Friday, August 2, 2013

Perbankan Menghadapi Tahun Ketidakpastian

Infobank; 21 February 2012

A Prasetyantoko



Tahun 2012 adalah tahun ketidakpastian. Betapa tidak, berbagai perkembangan, terutama di kawasan Uni Eropa, sulit diprediksi arahnya. Akibatnya, skenario pertumbuhan global pun terus mengalami revisi. Dana Moneter Internasional (International Monetary Fund atau IMF) terakhir merevisi proyeksi pertumbuhan global 2012 menjadi di bawah 4%, setelah revisi dari 4,5% menjadi 4,3%. IMF sudah merevisi proyeksi pertumbuhan global 2012 sebanyak dua kali dan masih sangat mungkin terjadi revisi kembali. Skenario IMF itu tergolong optimistis karena berbagai skenario pertumbuhan lain cenderung lebih kecil. Morgan Stanley, misalnya, telah mengoreksi perkiraan pertumbuhan global 2012 beberapa kali, yaitu dari 4,5% menjadi 3,8% dan terakhir 3,5%. Bagaimana dengan skenario pertumbuhan Indonesia pada 2012? Mengikuti irama global, aroma ketidakpastian masih sangat terasa. Menurut skenario terbaru versi Asian Development Bank (ADB), Indonesia diperkirakan masih akan tumbuh 6,5% pada 2012 atau turun 0,3% dari proyeksi sebelumnya 6,8%.

=-=-=

- _Permintaan_
Dalam kutipan tentang perbankan di tahun ketidakpastian, berapa pertumbuhan Indonesia pada 2012 menurut skenario terbaru Asian Development Bank?

=-=-=

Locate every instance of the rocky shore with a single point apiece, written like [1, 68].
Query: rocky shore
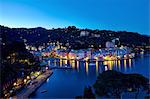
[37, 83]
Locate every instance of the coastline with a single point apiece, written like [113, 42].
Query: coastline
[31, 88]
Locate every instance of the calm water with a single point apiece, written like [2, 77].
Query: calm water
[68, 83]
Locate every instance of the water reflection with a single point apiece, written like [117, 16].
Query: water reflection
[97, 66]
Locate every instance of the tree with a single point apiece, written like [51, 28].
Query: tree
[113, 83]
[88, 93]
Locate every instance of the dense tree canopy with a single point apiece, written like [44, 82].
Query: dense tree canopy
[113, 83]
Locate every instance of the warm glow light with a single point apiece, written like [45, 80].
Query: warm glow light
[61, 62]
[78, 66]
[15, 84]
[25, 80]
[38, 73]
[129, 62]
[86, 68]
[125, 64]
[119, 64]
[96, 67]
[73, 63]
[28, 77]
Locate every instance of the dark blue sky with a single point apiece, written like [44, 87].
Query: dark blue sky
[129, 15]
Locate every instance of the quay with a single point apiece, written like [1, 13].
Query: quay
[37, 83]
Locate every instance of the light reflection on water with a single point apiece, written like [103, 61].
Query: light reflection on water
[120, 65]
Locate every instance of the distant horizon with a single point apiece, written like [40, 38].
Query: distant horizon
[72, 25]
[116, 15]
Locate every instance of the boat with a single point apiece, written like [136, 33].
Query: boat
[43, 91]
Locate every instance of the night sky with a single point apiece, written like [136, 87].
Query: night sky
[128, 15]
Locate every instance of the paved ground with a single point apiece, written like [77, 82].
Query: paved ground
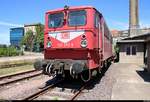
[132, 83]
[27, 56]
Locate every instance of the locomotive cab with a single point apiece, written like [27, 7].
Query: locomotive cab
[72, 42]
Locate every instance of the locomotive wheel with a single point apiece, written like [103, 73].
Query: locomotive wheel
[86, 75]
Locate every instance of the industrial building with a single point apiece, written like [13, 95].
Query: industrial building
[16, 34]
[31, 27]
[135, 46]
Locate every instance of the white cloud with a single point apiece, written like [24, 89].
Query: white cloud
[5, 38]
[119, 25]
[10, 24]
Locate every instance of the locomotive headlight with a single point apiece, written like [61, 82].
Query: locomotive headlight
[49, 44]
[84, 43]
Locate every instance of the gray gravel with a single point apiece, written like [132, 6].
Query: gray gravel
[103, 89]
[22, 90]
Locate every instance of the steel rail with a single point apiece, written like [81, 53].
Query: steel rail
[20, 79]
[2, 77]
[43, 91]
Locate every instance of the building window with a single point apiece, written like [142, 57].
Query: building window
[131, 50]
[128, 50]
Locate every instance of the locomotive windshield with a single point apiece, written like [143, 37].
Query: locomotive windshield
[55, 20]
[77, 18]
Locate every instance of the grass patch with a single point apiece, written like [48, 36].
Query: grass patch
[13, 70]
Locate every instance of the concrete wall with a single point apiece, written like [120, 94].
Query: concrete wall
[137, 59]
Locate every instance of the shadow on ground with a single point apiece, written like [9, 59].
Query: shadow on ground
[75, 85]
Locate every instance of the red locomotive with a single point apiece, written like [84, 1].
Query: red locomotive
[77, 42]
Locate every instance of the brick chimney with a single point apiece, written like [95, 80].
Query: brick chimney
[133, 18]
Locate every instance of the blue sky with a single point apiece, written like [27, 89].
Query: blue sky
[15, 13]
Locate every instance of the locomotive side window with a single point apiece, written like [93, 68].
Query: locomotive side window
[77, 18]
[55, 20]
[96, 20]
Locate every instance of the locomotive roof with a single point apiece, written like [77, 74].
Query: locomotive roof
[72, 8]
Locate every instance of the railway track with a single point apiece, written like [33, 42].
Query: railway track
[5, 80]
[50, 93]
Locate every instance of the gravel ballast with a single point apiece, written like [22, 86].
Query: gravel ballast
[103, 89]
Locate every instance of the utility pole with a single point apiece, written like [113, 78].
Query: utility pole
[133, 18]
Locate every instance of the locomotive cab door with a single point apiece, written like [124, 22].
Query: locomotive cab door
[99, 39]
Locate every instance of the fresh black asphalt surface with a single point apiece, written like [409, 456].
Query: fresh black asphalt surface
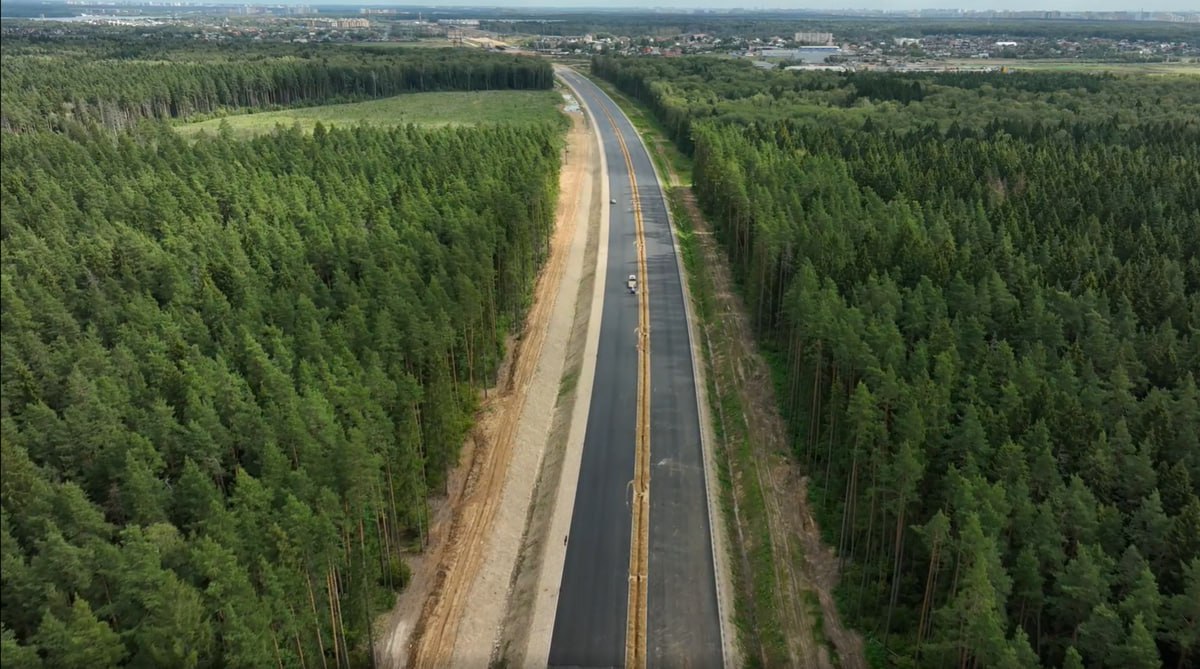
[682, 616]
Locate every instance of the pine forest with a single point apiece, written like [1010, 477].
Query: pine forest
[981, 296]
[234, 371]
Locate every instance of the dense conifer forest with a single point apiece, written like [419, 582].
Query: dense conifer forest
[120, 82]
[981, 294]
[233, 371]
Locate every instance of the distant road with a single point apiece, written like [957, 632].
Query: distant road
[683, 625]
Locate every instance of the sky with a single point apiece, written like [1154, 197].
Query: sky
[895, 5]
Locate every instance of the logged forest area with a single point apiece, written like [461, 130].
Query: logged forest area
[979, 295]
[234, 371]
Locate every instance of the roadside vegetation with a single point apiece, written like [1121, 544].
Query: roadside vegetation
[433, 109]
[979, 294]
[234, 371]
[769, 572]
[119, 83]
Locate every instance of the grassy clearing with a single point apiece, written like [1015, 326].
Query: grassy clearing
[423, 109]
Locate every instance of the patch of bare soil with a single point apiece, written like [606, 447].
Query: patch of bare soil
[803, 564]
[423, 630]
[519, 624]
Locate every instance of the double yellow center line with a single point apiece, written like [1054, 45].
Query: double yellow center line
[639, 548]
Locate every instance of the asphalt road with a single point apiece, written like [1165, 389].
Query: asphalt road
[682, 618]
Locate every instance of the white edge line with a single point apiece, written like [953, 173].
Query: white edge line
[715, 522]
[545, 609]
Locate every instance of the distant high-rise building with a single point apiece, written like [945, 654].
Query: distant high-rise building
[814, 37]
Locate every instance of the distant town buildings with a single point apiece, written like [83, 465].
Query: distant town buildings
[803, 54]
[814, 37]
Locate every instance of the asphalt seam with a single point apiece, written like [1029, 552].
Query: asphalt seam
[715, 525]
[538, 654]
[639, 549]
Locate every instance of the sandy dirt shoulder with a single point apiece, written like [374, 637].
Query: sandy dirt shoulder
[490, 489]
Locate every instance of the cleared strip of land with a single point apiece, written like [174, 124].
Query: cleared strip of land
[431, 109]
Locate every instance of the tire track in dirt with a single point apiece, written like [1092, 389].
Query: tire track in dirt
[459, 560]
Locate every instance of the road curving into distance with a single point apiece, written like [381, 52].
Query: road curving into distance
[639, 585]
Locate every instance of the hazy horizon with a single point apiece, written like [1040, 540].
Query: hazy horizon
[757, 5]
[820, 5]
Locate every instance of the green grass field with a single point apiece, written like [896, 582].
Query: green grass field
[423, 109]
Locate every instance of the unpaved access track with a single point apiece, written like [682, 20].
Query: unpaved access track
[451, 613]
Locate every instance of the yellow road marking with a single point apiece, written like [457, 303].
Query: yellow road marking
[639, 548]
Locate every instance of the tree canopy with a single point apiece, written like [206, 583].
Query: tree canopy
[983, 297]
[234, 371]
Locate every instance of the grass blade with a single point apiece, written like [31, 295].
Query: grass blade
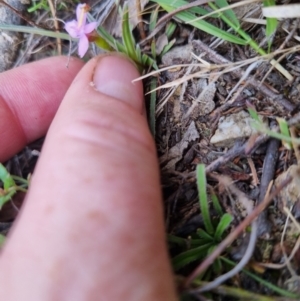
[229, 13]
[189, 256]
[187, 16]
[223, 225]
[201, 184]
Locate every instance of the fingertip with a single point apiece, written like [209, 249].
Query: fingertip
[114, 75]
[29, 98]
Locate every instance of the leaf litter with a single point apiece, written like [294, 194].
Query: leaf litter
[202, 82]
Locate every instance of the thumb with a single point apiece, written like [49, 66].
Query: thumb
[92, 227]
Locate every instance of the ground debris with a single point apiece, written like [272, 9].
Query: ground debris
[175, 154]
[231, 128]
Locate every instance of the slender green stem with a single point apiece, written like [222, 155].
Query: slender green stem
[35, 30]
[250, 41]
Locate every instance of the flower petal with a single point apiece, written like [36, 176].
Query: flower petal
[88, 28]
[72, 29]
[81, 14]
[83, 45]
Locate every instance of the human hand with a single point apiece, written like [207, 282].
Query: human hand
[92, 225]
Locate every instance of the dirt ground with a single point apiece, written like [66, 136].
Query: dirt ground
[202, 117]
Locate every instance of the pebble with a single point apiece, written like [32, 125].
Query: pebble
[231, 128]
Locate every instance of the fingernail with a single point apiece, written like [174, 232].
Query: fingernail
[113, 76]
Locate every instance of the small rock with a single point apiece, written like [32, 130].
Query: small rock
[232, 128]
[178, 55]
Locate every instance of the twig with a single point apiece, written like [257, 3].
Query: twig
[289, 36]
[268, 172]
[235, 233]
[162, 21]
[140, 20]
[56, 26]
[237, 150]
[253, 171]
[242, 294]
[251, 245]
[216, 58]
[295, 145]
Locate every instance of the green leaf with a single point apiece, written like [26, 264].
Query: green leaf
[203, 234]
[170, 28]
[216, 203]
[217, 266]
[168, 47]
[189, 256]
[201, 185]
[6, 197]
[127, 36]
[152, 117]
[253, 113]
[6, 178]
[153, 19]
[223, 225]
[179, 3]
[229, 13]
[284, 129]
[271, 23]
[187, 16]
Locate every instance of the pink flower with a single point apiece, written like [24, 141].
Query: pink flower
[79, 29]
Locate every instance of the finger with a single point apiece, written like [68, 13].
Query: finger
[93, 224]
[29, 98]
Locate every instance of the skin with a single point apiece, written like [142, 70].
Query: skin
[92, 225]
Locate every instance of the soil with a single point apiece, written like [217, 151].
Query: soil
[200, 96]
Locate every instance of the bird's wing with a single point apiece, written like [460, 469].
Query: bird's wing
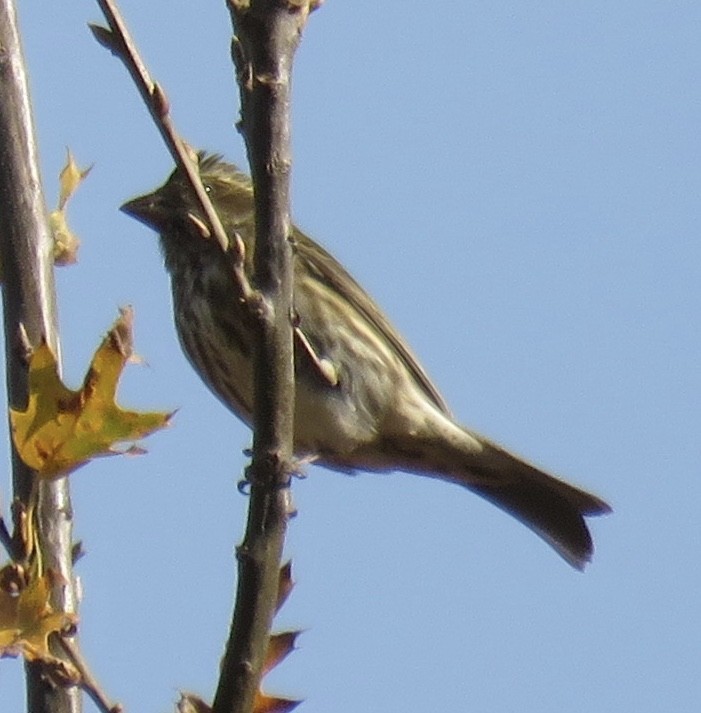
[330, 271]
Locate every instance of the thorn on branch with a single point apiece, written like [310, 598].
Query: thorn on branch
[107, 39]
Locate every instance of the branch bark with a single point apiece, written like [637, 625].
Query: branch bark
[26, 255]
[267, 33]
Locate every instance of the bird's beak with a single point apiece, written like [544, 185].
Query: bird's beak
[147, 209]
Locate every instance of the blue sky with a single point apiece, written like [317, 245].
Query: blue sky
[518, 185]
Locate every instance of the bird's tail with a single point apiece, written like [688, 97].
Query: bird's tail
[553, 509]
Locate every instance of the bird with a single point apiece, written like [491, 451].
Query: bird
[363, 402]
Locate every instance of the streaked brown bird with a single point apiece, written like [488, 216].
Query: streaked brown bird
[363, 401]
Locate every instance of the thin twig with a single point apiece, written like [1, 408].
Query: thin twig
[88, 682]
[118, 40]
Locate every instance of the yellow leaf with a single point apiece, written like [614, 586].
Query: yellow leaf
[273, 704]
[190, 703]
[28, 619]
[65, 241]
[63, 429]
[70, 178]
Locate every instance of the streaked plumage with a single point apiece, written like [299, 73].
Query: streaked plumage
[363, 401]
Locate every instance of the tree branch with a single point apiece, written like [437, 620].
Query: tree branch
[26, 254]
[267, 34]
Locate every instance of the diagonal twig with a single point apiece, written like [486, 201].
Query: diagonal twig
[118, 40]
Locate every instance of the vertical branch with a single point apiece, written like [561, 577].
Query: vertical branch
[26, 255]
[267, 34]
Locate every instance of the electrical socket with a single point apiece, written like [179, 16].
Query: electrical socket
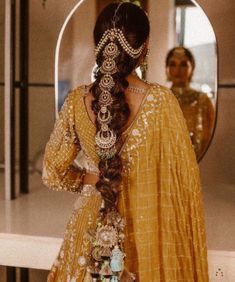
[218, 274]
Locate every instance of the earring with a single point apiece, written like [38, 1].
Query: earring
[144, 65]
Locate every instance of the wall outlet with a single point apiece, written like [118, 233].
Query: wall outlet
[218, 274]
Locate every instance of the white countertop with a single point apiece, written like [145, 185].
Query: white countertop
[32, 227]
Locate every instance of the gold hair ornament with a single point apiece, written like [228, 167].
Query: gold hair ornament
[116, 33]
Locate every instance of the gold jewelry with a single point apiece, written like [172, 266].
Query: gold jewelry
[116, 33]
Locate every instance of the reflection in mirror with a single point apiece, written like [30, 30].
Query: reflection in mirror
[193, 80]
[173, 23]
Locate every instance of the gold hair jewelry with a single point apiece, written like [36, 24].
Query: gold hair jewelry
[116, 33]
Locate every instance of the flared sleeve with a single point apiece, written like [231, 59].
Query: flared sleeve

=-=-=

- _Hasil tugas ini_
6,5%, turun 0,3% dari proyeksi sebelumnya sebesar 6,8%.